YOUR INSTRUCTIONS: Number each of the lines below, leaving out any blank ones.

RECORDS FOR PROCESSING:
————

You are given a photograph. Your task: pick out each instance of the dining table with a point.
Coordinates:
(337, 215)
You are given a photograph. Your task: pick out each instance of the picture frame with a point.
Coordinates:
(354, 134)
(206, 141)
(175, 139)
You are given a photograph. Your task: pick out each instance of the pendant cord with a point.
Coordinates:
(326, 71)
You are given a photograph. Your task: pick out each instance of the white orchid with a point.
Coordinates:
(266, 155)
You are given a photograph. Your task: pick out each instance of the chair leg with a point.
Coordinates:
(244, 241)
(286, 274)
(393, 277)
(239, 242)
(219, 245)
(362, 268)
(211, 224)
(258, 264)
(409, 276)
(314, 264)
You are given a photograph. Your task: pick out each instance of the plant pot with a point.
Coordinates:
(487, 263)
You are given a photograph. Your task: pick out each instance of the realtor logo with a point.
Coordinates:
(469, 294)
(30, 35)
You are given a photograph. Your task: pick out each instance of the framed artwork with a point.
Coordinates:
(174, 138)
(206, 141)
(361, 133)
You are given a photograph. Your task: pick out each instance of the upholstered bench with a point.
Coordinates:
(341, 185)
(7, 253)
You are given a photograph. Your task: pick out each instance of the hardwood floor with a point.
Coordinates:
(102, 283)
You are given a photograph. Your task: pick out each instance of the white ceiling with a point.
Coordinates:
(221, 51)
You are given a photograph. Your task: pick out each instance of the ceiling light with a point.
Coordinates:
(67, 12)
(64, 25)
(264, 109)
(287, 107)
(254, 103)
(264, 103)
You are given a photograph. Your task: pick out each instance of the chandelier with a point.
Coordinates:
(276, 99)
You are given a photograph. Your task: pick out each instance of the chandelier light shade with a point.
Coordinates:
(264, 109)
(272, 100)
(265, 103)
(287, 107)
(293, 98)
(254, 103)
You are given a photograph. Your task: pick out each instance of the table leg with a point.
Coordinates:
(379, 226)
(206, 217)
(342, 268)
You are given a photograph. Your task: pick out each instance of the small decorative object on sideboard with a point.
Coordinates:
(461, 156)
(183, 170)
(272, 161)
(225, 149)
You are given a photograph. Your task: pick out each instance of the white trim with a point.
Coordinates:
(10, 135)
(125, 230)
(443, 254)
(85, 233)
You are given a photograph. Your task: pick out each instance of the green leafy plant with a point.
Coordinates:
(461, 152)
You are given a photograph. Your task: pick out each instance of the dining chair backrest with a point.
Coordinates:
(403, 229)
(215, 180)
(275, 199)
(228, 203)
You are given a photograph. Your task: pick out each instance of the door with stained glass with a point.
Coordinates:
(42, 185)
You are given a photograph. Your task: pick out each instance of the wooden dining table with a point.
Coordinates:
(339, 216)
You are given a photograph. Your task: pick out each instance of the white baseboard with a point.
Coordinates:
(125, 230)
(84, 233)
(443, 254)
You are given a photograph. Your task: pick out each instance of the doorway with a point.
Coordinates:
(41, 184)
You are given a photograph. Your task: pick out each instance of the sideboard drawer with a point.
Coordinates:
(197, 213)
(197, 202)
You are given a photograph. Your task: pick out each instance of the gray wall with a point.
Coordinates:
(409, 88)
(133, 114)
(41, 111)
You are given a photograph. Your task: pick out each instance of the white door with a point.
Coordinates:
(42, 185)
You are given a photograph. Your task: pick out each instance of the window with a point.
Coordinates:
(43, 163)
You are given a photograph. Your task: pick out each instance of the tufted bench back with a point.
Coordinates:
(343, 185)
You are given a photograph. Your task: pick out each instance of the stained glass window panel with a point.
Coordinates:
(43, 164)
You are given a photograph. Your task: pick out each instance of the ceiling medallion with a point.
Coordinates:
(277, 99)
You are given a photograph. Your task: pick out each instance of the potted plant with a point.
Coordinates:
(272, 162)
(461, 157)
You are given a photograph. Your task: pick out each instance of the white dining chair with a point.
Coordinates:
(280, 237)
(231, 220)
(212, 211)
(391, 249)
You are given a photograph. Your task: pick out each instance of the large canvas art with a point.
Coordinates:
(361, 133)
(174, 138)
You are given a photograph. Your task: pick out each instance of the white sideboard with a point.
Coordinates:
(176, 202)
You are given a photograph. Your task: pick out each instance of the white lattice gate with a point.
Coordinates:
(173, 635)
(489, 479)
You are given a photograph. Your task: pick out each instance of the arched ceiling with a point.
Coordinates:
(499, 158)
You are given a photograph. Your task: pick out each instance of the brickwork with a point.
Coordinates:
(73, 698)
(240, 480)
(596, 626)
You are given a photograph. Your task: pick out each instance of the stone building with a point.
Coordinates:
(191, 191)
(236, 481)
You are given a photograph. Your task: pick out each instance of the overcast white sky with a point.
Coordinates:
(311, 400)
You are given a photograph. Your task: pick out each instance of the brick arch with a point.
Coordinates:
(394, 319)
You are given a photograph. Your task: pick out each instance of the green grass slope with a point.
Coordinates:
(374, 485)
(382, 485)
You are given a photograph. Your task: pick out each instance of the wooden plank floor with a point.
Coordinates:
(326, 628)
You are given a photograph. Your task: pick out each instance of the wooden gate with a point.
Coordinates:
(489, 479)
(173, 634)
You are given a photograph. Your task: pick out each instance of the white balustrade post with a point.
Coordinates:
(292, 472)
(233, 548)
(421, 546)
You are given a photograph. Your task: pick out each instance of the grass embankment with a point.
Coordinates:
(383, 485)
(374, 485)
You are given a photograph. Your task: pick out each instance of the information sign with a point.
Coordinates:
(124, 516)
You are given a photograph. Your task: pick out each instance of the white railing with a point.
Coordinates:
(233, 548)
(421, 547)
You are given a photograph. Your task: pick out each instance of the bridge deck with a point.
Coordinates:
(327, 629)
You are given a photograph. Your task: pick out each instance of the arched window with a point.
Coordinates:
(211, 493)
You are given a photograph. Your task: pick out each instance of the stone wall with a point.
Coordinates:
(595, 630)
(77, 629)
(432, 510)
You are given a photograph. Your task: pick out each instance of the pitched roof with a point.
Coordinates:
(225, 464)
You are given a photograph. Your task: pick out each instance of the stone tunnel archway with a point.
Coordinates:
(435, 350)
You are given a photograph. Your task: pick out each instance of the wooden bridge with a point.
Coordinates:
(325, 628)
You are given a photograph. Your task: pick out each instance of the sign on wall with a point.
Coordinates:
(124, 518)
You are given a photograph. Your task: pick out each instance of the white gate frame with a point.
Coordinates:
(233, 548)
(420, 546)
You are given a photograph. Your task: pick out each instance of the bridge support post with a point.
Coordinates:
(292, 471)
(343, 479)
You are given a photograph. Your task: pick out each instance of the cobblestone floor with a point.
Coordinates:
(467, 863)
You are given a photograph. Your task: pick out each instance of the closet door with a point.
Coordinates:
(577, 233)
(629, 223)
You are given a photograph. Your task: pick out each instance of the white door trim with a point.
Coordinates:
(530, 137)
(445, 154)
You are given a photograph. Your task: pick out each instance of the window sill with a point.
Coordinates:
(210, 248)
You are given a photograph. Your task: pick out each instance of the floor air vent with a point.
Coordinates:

————

TASK RESPONSE:
1. You are given a photograph. Your task: pick out each instance of the dining table with a point.
2. Coordinates:
3. (337, 215)
4. You are given a photograph. Your task: pick out each instance of the picture frame with a point.
5. Coordinates:
6. (354, 134)
7. (206, 141)
8. (175, 139)
9. You are given a photograph. Your task: pick out each instance of the pendant cord with a point.
10. Coordinates:
11. (326, 71)
12. You are given a photograph. Your task: pick out each instance of the white orchid with a point.
13. Coordinates:
14. (266, 155)
15. You are given a photograph. Your task: pick out each instance of the chair leg with a point.
16. Coordinates:
17. (244, 241)
18. (286, 274)
19. (393, 277)
20. (239, 242)
21. (219, 245)
22. (362, 268)
23. (211, 224)
24. (258, 264)
25. (409, 276)
26. (314, 264)
27. You are given a photograph. Your task: pick out each instance of the plant pot with a point.
28. Coordinates:
29. (487, 263)
30. You are given a photograph. Your task: pick out each instance of the realtor logo with a point.
31. Coordinates:
32. (469, 294)
33. (30, 35)
34. You are given a photograph. Your task: pick out each instance of the framed artwork with a point.
35. Coordinates:
36. (174, 138)
37. (206, 141)
38. (361, 133)
39. You are given a photograph. Your task: pick out each instance of the upholstered bench with a point.
40. Coordinates:
41. (341, 185)
42. (7, 253)
43. You are given a photograph. Your task: pick out each instance of the hardwood floor with a point.
44. Coordinates:
45. (102, 283)
46. You are given a photograph. Your task: pick out each instance of the white ceiling with a point.
47. Coordinates:
48. (221, 51)
49. You are given a photograph. Your task: pick out each instance of the ceiling light with a point.
50. Coordinates:
51. (67, 12)
52. (64, 25)
53. (264, 109)
54. (287, 107)
55. (254, 103)
56. (264, 103)
57. You are given a photograph. Your task: pick out each instance of the chandelier with a point.
58. Coordinates:
59. (276, 99)
60. You are given a photograph. Your task: pick out each instance of the chandelier light shade with a point.
61. Coordinates:
62. (264, 109)
63. (272, 100)
64. (265, 103)
65. (287, 107)
66. (293, 98)
67. (254, 103)
68. You are given a photograph. Your task: pick out each instance of the table leg with a point.
69. Coordinates:
70. (379, 226)
71. (206, 217)
72. (342, 268)
73. You are given a photograph. Your task: pick out each instance of the small decorative object on sideboard with a point.
74. Coordinates:
75. (461, 156)
76. (183, 170)
77. (272, 161)
78. (225, 149)
79. You are given a photograph. Your task: pick out each instance of the white trim with a point.
80. Coordinates:
81. (10, 135)
82. (125, 230)
83. (443, 254)
84. (85, 233)
85. You are given a photograph. Your task: pick out each instance of the green leafy plant with a point.
86. Coordinates:
87. (461, 152)
88. You are given a photograph. Your task: pick out each instance of the dining chair backrest with a point.
89. Coordinates:
90. (403, 229)
91. (215, 180)
92. (275, 199)
93. (228, 203)
94. You are given a photograph. Your task: pick out each instance of the door with stained glass with a point.
95. Coordinates:
96. (42, 185)
97. You are given a photograph. Your task: pick out each instance of the wooden dining table with a point.
98. Coordinates:
99. (339, 216)
100. You are given a photograph. Your task: pick out each instance of the white baseboard with a point.
101. Coordinates:
102. (125, 230)
103. (84, 233)
104. (443, 254)
105. You are given a photograph. Your task: pick out each instance of the doorway with a point.
106. Coordinates:
107. (41, 184)
108. You are given a photograph. Your task: pick out each instance of the sideboard drawer with a point.
109. Coordinates:
110. (197, 213)
111. (197, 202)
112. You are given a photograph. Your task: pick out each instance of the gray wall with a point.
113. Coordinates:
114. (409, 88)
115. (133, 114)
116. (41, 111)
117. You are given a photograph. Your task: pick out each instance of the white door with a point.
118. Coordinates:
119. (42, 185)
120. You are given a photograph. Your task: pick out each instance of the window with a point.
121. Coordinates:
122. (43, 163)
123. You are given a photograph. Your task: pick out each instance of the tufted bench back with a point.
124. Coordinates:
125. (343, 185)
126. You are given a photograph. Your task: pick out each instance of the stained glass window panel with a point.
127. Coordinates:
128. (43, 164)
129. You are given a photograph. Your task: pick out each instance of the ceiling medallion with a point.
130. Coordinates:
131. (277, 99)
132. You are given a photograph. Your task: pick out each instance of the potted plant with a point.
133. Coordinates:
134. (272, 162)
135. (461, 157)
136. You are given a photograph. Your task: pick out each instance of the white dining chair with a point.
137. Coordinates:
138. (280, 237)
139. (231, 220)
140. (212, 211)
141. (391, 249)
142. You are given a photograph. Your task: pick out each instance of the large canvas art with a point.
143. Coordinates:
144. (361, 133)
145. (174, 138)
146. You are given a photograph. Your task: pick out each instance of the white sideboard with a point.
147. Coordinates:
148. (176, 202)
149. You are given a photograph. Your task: pick out each instance of the white lattice gate with a point.
150. Coordinates:
151. (173, 635)
152. (489, 479)
153. You are given a photograph. Your task: pick out each instance of the arched ceiling with a point.
154. Coordinates:
155. (499, 158)
156. You are given a photograph. Your task: pick out each instance of the brickwork with a point.
157. Coordinates:
158. (73, 698)
159. (240, 480)
160. (596, 626)
161. You are given a photograph. Your task: pick out each instance of the stone building with a point.
162. Coordinates:
163. (191, 191)
164. (236, 481)
165. You are given a photograph. Your task: pick out each instance of the overcast white sky with a point.
166. Coordinates:
167. (311, 400)
168. You are given a photograph. Your task: pick out each instance of the brick arch with a point.
169. Coordinates:
170. (394, 319)
171. You are given a photograph. Your task: pick out each instance of the green grass slope with a point.
172. Coordinates:
173. (374, 485)
174. (382, 485)
175. You are given a photograph. Your task: pick out each instance of the wooden plank floor with a point.
176. Coordinates:
177. (326, 628)
178. You are given a photograph. Your task: pick out each instance of the wooden gate with a point.
179. Coordinates:
180. (489, 479)
181. (173, 634)
182. You are given a photograph. Your task: pick out each instance of the white balustrade post with a point.
183. Coordinates:
184. (292, 472)
185. (233, 548)
186. (421, 546)
187. You are given a photograph. Your task: pick out each instance of the grass embankment with a point.
188. Coordinates:
189. (383, 485)
190. (374, 485)
191. You are given a photograph. Your task: pick out each instance of the information sign with a point.
192. Coordinates:
193. (124, 516)
194. You are given a photograph. Your task: pick out each instance of the white railing with a point.
195. Coordinates:
196. (233, 548)
197. (421, 547)
198. You are given a photograph. Your task: pick out each instance of the bridge deck with a point.
199. Coordinates:
200. (327, 629)
201. You are given a photograph. Your task: pick out each instance of the arched window with a point.
202. Coordinates:
203. (211, 493)
204. You are given a photograph. Your task: pick out each instance of the stone wall with a point.
205. Coordinates:
206. (595, 630)
207. (77, 629)
208. (432, 510)
209. You are given a photograph. Your task: pick out each instance of the pitched roof with a point.
210. Coordinates:
211. (225, 464)
212. You are given a photograph. Your task: pick out each instance of the stone tunnel archway with a point.
213. Coordinates:
214. (435, 350)
215. You are given a photograph. Your task: pick out each instance of the wooden bridge with a point.
216. Coordinates:
217. (325, 628)
218. You are given a photograph. Your task: pick out each instance of the sign on wall with a point.
219. Coordinates:
220. (124, 518)
221. You are given a photograph. Your task: pick out each instance of the white gate frame with a point.
222. Coordinates:
223. (233, 548)
224. (420, 546)
225. You are given a photograph. Your task: pick out each instance of the bridge support post with a point.
226. Coordinates:
227. (292, 471)
228. (343, 479)
229. You are given a photograph. Your task: pick out each instance of the cobblestone floor with a point.
230. Coordinates:
231. (467, 863)
232. You are given a photograph. Your task: pick out each instance of the closet door with a point.
233. Coordinates:
234. (577, 233)
235. (629, 223)
236. You are given a photograph. Your task: pick out each instance of the white door trim with a point.
237. Coordinates:
238. (530, 137)
239. (445, 154)
240. You are given a photograph. Your task: pick out each instance of the window sill with a point.
241. Coordinates:
242. (210, 248)
243. You are given a photograph. Your task: pick out each instance of the floor air vent with a point.
244. Coordinates:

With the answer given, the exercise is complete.